4. If you are not sure where to go next, you could perform your first run with mf tutorial
to get the sample metrics populated.
5. There are two main objects in Metricflow, both specified in an .yaml file: (1) data sources or tables to be used in your metrics calculation and (2) metrics or the metrics store. Like in the case with Cube dev, MetricFlow will translate the upcoming requests into SQL and execute them against a database/data warehouse.
In the end, I made the ‘metrics’ a part of the data source files, following the structure of their test scripts where the first script was saved in C:\Users\katep\.metricflow\sample_models\users.yaml
and the 2nd, in C:\Users\katep\.metricflow\sample_models\sales.yaml
.
data_source:
name: users
description: Dataset that contains info on the users
identifiers:
— name: user
type: primary
expr: userid
dimensions:
— name: city
type: categorical
— name: state
type: categorical
— name: username
type: categorical
sql_table: public.users
mutability:
type: immutable
data_source:
name: sales
description: Raw ticket-level data
identifiers:
— name: sales_info
type: primary
expr: salesid
— name: user
type: foreign
expr: sellerid
— name: sales_user
type: foreign
identifiers:
— ref: user
— name: sellerid
measures:
— name: revenue
description: Price paid for tickets
expr: pricepaid
agg: SUM
create_metric: true
— name: num_sold
description: Number of tickets sold
expr: qtysold
agg: SUM
create_metric: true
dimensions:
— name: saletime
type: time
type_params:
is_primary: True
time_granularity: day
sql_table: public.sales
mutability:
type: immutable
- -
metric:
name: revenue
type: measure_proxy
type_params:
measure: revenue
metric:
name: num_sold
type: measure_proxy
type_params:
measure: num_sold
metric:
name: revenue_filtered
type: measure_proxy
type_params:
measure: revenue
constraint: |
user__username = 'TFY09PKU'
From my Cube experience, I was especially curious about how MetricFlow joins data because left join might give completely different results from inner join, and I just didn’t want to leave the joint decision in the users’ hands. The impression I got from testing is that if your foreign and primary keys are named in the same way, e.g. userid
in sales vs userid
in users, joins would be easy:
data_source:
name: sales_simple
description: Raw ticket-level data
identifiers:
— name: user
type: foreign
expr: userid
However, because I had userid
as a primary key in the users
table and sellerid
, in the sales
table, I had to do the following gymnastics where I defined the foreign key first, and then, created another entry referring to the user identifier in C:\Users\katep\.metricflow\sample_models\users.yaml.

DATA:
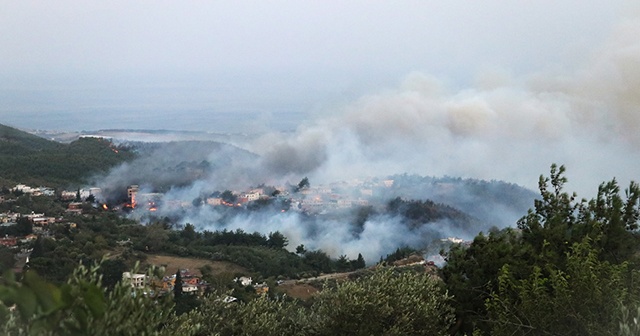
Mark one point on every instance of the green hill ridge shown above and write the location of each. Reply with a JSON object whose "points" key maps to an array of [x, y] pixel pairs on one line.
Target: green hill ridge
{"points": [[29, 159]]}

SET OF TASKS:
(1) In the MetricFlow passage, which command can be used for a first run to populate the sample metrics?
(2) Using the MetricFlow passage, decide whether each statement agrees with it. Answer yes or no and quote the words that settle it.
(a) MetricFlow turns requests into SQL and runs them against a database or data warehouse.
(b) The metrics were kept in files separate from the data source files.
(c) The writer cared about how joins are made because a left join and an inner join can produce different results.

ANSWERS TO THE TASKS:
(1) mf tutorial

(2)
(a) Yes: "MetricFlow will translate the upcoming requests into SQL and execute them against a database/data warehouse."
(b) No: "I made the ‘metrics’ a part of the data source files"
(c) Yes: "left join might give completely different results from inner join"